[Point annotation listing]

-- Begin --

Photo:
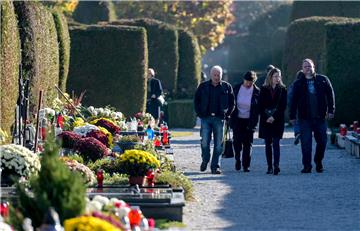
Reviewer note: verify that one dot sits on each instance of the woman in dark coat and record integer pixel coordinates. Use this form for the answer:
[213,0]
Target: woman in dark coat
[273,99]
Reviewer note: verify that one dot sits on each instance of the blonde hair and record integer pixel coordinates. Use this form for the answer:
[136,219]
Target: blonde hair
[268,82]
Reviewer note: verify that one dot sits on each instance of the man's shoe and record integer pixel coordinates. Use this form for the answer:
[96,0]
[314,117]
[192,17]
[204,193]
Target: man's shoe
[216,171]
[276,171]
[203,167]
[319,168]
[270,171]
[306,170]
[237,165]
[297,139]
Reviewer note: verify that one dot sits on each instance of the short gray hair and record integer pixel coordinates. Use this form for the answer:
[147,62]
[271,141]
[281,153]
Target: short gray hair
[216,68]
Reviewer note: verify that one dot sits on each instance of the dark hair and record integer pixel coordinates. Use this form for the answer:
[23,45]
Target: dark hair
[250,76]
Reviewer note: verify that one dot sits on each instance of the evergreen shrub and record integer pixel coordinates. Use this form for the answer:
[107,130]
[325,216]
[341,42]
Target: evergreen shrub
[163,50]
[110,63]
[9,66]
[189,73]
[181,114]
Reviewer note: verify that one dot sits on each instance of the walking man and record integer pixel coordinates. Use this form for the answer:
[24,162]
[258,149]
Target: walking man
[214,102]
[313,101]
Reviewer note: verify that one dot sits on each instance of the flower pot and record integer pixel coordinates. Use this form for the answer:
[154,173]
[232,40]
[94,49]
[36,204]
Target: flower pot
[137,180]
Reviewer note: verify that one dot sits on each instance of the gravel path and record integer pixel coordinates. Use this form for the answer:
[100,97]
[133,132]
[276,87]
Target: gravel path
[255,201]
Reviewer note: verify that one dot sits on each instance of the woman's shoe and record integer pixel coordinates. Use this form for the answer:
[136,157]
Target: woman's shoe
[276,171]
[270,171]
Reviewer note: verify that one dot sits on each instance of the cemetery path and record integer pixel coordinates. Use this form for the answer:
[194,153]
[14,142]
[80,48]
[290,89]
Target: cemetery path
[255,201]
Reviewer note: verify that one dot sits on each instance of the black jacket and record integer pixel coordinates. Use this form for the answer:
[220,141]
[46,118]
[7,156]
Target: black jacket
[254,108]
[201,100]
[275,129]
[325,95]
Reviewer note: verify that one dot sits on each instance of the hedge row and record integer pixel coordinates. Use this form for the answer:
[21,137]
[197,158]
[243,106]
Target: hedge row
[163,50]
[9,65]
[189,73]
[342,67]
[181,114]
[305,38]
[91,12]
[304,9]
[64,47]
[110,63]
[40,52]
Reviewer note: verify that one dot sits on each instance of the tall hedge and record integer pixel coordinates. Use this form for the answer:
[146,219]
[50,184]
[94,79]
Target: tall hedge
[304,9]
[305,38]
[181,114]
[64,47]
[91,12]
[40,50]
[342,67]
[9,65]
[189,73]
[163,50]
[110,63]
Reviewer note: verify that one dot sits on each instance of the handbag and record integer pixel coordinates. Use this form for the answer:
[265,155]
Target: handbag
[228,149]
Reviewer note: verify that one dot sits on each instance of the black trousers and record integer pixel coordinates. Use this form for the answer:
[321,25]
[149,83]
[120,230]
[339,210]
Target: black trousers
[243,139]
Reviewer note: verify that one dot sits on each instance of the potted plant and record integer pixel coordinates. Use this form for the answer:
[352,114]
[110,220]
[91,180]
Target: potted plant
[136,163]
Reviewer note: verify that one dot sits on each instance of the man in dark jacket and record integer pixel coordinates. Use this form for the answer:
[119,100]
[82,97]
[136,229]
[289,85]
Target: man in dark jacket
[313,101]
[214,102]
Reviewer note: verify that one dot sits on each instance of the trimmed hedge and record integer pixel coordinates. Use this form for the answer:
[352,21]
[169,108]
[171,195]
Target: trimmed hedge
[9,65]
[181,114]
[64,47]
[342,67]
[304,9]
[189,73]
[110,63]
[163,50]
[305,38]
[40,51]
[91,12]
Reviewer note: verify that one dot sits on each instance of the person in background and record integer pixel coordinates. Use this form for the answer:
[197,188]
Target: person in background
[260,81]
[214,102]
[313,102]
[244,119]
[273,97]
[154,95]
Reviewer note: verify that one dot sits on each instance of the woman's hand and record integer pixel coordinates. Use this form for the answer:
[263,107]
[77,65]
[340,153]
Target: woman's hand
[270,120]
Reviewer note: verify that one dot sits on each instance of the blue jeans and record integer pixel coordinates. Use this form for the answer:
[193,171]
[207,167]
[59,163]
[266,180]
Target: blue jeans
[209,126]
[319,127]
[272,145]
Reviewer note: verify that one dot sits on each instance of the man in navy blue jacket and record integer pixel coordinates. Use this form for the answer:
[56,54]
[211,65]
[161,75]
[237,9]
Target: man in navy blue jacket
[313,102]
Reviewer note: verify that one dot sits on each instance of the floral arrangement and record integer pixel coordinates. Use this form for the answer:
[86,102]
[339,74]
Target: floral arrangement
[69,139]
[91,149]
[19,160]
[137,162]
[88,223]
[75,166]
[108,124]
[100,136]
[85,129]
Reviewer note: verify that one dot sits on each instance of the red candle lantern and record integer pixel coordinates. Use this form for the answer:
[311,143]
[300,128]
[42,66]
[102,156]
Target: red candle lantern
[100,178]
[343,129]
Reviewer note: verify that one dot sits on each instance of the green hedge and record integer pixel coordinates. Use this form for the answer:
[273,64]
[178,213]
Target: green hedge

-- End --

# WHAT TO PRODUCE
Copy every line of the listing above word for word, leaving out the pictures.

# SOLUTION FOR THIS PROBLEM
Photo:
Reviewer note: verify that one dot sits on each instance of the woman in dark coat and record integer pixel coordinates. Use this form for the answer:
[213,0]
Target: woman in dark coat
[273,99]
Reviewer note: verify that one dot sits on each instance of the blonde hair and record integer pixel coordinates. Use this form for the answer:
[136,219]
Target: blonde hair
[268,82]
Reviewer note: verify that one dot sits on each instance of the man's shoe and record integer pixel coordinates. Use this form for the answer:
[96,0]
[314,117]
[192,17]
[204,193]
Target: man's shoe
[216,171]
[276,171]
[203,167]
[319,168]
[270,171]
[306,170]
[237,165]
[297,139]
Reviewer note: verify that one dot sits on each instance of the short gray hair and record integer pixel coordinates. Use this form for the answer:
[147,62]
[271,141]
[281,153]
Target: short gray hair
[216,68]
Reviewer note: verify that one dot sits on each instance of the dark hair and record integer pixel coordinates. Use this form for the answer:
[23,45]
Target: dark hair
[250,76]
Reviewer note: verify that one dot sits on each instance of the evergreen shrub and record integer pixel coordinates. Use this form for the answer:
[107,130]
[325,216]
[341,42]
Target: evergreen shrub
[163,50]
[110,63]
[9,66]
[189,73]
[181,114]
Reviewer note: verify that one dot sits on each instance of the walking man and record integer pixel coordinates. Use this form for the answer:
[24,162]
[258,149]
Target: walking man
[214,102]
[313,101]
Reviewer note: verify that one dot sits on each instance of the flower pot and record integer pixel coordinates. Use this form for the answer:
[154,173]
[232,40]
[94,49]
[36,204]
Target: flower pot
[137,180]
Reviewer note: verify that one dot sits on each instance of the gravel path and record integer pixel coordinates. Use this form for the answer:
[100,97]
[133,132]
[276,87]
Target: gravel path
[255,201]
Reviewer note: verify that one dot sits on each instance of the woman's shoe and record integer pixel coordinates. Use this form for the answer:
[136,157]
Target: woman's shoe
[276,171]
[270,171]
Reviewer note: verify that one dot sits on each instance of the cemetery path and record integer pixel coordinates. Use this form for the answer:
[194,153]
[14,142]
[80,48]
[290,89]
Target: cemetery path
[255,201]
Reviewer note: verify that one dot sits on each instance of the black jacket and record integer pixel coordinates. Use this form for the answer:
[220,141]
[46,118]
[7,156]
Target: black jacket
[254,108]
[201,100]
[275,129]
[325,95]
Reviewer note: verify that one dot sits on each instance of the hedge row and record integer pixel coordinates. Use this form for the answer:
[21,137]
[197,158]
[243,106]
Target: hedge row
[163,50]
[9,65]
[189,73]
[342,67]
[181,114]
[305,38]
[91,12]
[304,9]
[64,47]
[110,63]
[40,52]
Reviewer note: verify that one dot sits on each instance of the tall hedge and record integer pixel coordinates. Use this form for the answer:
[146,219]
[50,184]
[94,79]
Target: tall hedge
[304,9]
[305,38]
[181,114]
[64,47]
[91,12]
[40,50]
[342,67]
[9,65]
[189,73]
[163,50]
[110,63]
Reviewer note: verify that one dot sits on each instance of the handbag and record integer pixel coordinates. Use this form for the answer:
[265,155]
Target: handbag
[228,149]
Reviewer note: verify that one dot sits on each instance of the black trousers and record integer pixel coordinates. Use this form for the answer:
[321,25]
[149,83]
[120,230]
[339,210]
Target: black trousers
[243,139]
Reviewer note: verify that one dot sits on each instance of the potted plant and record integer pixel coordinates. Use this form for the answer:
[352,114]
[110,220]
[91,180]
Target: potted plant
[136,163]
Reviewer note: verify that one dot sits on each instance of the man in dark jacket and record integer pixel coordinates. Use this form for the answer:
[119,100]
[82,97]
[136,229]
[289,85]
Target: man in dark jacket
[313,101]
[214,102]
Reviewer note: verify that one dot sits on each instance of the trimmed hedge and record integer pixel coordinates. Use this form for the answer:
[352,21]
[169,108]
[171,195]
Target: trimmed hedge
[9,65]
[181,114]
[64,47]
[342,67]
[304,9]
[189,73]
[110,63]
[163,50]
[305,38]
[40,51]
[91,12]
Reviewer note: verify that one dot sits on each instance of the person in background and record integer pixel coordinates. Use this form for the answer:
[197,188]
Target: person in background
[260,81]
[214,102]
[313,102]
[244,119]
[273,97]
[154,95]
Reviewer note: verify that one dot sits on each instance of the woman's hand and record integer pixel coordinates. Use this form for the answer:
[263,107]
[77,65]
[340,153]
Target: woman's hand
[270,120]
Reviewer note: verify that one dot sits on each instance of the blue jeans and record integer pixel coordinates. Use this form for the answer:
[193,171]
[207,167]
[59,163]
[266,180]
Target: blue jeans
[209,126]
[319,127]
[272,145]
Reviewer note: verify that one dot sits on each instance of the man in navy blue jacket and record integer pixel coordinates. Use this form for the answer:
[56,54]
[211,65]
[161,75]
[237,9]
Target: man in navy blue jacket
[313,102]
Reviewer note: verify that one dot sits on each instance of the floral arrangement and record integer pixel coordinates. Use this form for the answer:
[86,102]
[339,74]
Target: floral arrangement
[69,139]
[91,149]
[19,160]
[137,162]
[88,223]
[75,166]
[108,124]
[100,136]
[85,129]
Reviewer note: verify that one dot sits on each instance of the red candle lantern and record integer pixel coordinates. Use this form for the answer:
[311,143]
[300,128]
[42,66]
[102,156]
Target: red candle lantern
[100,178]
[343,129]
Reviewer note: verify that one dot sits on each instance of the green hedge and record integer pixel coordinates. Use this form for the answer:
[273,64]
[178,213]
Target: green hedge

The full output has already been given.